▶ [TASK DIRECTIONS] Rewrite the listing below as a numbered list, one line per number. Skip any blank lines, and leave out the pictures.

▶ [INFORMATION SUPPLIED]

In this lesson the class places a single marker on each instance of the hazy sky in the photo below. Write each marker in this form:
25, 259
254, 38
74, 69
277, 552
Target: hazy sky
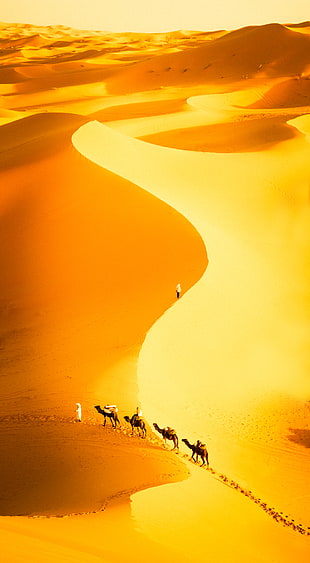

▶ [OUTPUT FOR THIS TASK]
1. In this lesson the class places a single marker on each instance of the hazy sky in the photo below. Write each marker in this form:
2. 25, 259
3. 254, 38
4. 74, 69
5. 277, 552
6. Target: hazy sky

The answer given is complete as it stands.